Images for object localization
━━━━━━━━━━━━━━━━

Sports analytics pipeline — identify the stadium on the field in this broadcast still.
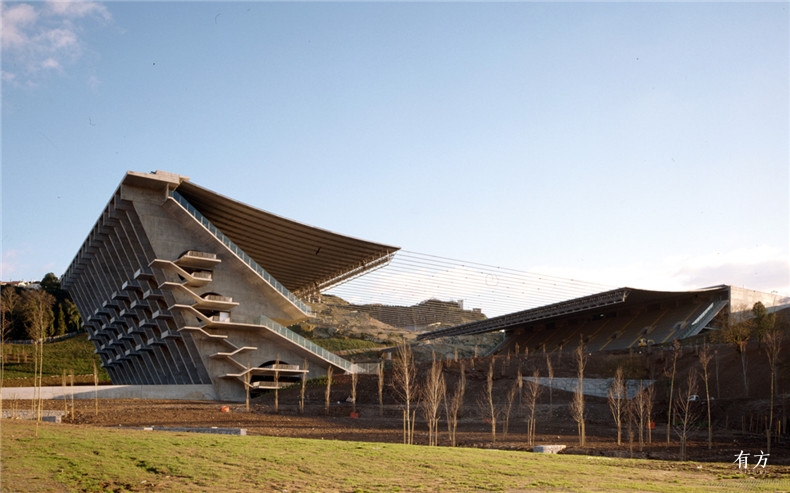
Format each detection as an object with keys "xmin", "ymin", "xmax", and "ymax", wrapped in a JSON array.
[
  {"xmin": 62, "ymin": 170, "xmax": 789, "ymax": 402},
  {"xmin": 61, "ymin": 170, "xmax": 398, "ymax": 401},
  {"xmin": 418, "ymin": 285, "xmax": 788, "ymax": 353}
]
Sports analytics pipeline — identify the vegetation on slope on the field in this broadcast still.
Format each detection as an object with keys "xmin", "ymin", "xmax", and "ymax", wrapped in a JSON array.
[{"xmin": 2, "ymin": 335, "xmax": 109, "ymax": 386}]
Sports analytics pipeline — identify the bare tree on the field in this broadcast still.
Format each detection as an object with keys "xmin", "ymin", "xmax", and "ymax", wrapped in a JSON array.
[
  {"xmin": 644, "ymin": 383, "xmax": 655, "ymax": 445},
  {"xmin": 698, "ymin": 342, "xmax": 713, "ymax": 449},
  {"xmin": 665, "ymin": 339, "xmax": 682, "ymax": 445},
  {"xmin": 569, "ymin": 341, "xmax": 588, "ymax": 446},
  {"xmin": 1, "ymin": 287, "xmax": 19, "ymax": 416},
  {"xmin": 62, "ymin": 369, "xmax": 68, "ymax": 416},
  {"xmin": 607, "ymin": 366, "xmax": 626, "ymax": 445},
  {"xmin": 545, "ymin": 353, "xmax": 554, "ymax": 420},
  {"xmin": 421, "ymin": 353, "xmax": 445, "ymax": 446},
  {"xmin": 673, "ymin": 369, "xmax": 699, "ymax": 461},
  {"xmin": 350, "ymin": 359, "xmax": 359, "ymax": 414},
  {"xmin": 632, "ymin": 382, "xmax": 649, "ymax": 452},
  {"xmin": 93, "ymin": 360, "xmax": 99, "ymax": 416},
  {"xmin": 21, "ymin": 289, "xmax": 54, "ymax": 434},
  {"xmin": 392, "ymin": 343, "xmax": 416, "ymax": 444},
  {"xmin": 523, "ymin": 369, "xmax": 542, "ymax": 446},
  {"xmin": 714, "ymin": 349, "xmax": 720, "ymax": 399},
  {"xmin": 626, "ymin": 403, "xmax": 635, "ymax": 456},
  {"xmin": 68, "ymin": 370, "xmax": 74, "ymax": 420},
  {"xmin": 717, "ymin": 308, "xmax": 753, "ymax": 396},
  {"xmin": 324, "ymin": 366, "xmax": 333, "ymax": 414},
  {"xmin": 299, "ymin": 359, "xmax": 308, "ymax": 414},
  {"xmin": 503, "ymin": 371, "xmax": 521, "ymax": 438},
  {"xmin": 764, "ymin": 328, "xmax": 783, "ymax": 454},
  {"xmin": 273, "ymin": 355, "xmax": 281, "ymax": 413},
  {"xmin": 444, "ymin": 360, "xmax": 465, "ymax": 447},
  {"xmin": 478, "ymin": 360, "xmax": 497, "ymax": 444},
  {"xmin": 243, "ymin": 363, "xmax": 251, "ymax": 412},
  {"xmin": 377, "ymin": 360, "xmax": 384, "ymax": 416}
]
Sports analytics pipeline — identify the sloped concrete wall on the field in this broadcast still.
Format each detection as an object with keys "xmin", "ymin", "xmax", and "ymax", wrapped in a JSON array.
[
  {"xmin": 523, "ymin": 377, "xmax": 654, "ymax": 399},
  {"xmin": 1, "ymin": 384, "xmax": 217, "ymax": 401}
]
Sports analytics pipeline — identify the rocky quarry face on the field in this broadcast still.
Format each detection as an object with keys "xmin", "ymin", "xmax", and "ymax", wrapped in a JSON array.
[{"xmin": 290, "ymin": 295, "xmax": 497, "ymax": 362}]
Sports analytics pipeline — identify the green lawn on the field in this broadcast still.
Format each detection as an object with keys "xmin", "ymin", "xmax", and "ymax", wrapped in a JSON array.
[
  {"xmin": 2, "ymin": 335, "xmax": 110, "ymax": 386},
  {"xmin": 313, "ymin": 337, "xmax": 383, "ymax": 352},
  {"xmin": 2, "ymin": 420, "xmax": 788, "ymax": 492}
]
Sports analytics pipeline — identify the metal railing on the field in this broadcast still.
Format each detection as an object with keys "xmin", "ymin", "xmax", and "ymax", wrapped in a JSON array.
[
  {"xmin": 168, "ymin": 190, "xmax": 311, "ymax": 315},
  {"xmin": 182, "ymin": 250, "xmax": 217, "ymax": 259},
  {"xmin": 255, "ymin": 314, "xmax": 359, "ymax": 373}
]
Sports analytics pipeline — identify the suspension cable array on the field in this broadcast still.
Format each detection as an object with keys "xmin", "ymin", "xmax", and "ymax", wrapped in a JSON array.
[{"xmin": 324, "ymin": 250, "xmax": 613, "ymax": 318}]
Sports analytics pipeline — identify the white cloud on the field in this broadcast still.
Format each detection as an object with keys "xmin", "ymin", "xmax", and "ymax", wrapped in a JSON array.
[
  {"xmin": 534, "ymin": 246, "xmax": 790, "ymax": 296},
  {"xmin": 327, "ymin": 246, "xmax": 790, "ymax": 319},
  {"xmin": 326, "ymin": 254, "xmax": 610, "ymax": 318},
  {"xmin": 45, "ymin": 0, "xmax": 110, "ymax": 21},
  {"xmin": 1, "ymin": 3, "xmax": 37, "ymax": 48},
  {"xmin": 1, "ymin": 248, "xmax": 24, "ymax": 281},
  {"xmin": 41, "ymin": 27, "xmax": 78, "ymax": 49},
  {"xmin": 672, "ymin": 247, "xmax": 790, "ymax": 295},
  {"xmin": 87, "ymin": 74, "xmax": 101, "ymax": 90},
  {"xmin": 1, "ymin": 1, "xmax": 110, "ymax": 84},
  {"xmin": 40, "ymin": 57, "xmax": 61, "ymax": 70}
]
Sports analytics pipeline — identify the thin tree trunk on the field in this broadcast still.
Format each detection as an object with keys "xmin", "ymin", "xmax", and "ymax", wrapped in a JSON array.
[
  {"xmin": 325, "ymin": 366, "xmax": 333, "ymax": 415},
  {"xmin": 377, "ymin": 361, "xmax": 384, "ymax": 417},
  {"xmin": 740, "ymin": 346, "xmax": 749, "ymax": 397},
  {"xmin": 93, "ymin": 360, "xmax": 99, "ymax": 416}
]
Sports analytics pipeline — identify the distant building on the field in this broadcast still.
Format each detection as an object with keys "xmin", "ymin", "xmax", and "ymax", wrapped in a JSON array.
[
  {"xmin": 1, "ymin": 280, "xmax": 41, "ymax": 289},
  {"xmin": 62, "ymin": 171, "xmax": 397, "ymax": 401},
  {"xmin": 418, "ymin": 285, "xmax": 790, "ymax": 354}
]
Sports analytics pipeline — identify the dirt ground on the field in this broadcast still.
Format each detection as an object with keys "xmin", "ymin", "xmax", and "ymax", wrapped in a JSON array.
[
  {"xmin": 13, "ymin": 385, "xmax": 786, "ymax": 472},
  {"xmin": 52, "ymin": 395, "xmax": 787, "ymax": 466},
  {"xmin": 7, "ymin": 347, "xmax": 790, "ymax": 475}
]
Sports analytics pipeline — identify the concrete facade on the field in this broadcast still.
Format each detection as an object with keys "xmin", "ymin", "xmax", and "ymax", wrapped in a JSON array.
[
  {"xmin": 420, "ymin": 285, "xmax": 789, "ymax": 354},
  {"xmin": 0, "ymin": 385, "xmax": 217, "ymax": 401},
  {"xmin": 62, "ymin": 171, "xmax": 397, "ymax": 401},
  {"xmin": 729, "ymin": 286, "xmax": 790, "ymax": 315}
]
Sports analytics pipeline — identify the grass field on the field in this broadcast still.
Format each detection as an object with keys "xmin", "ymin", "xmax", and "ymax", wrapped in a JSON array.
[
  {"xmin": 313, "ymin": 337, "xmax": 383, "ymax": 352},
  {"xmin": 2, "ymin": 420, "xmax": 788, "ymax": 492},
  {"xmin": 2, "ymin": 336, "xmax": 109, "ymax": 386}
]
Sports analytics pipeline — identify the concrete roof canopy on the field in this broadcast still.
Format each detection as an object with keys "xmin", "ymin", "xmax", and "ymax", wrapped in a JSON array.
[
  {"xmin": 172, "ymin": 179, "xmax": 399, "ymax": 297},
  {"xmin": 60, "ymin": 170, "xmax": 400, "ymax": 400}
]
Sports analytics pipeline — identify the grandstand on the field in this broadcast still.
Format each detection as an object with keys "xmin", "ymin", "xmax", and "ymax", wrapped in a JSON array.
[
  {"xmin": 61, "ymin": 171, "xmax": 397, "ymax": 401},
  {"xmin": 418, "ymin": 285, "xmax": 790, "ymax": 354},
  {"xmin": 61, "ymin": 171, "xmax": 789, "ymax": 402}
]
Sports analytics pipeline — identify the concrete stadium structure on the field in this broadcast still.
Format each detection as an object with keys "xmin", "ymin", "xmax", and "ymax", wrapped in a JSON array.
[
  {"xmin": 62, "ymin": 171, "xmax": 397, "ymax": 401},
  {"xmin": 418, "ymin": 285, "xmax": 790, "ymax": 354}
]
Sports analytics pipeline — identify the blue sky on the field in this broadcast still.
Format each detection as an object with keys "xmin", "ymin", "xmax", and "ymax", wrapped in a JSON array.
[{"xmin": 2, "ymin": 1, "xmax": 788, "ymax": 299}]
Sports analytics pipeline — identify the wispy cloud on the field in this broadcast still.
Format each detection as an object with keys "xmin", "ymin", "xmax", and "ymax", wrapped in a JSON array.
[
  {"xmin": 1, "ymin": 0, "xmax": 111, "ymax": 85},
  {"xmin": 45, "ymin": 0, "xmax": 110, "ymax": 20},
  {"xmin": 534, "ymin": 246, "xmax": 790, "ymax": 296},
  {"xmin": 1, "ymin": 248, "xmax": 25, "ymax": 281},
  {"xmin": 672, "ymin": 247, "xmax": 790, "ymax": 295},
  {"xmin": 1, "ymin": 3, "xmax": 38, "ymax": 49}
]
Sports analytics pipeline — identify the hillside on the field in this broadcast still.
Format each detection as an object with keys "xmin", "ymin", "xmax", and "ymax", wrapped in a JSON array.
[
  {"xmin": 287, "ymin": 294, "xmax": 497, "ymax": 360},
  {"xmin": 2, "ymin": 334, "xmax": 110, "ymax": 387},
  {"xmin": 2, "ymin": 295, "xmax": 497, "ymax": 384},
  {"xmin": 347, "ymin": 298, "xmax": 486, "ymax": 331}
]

━━━━━━━━━━━━━━━━

INSTRUCTIONS FOR THE TASK:
Every line above that holds "stadium" should be copied out.

FINISHED EXERCISE:
Sports analytics pipeline — identify the stadium on the field in this broadcast still.
Sports analytics pipeline — identify the concrete stadium structure on the field in this broadcast still.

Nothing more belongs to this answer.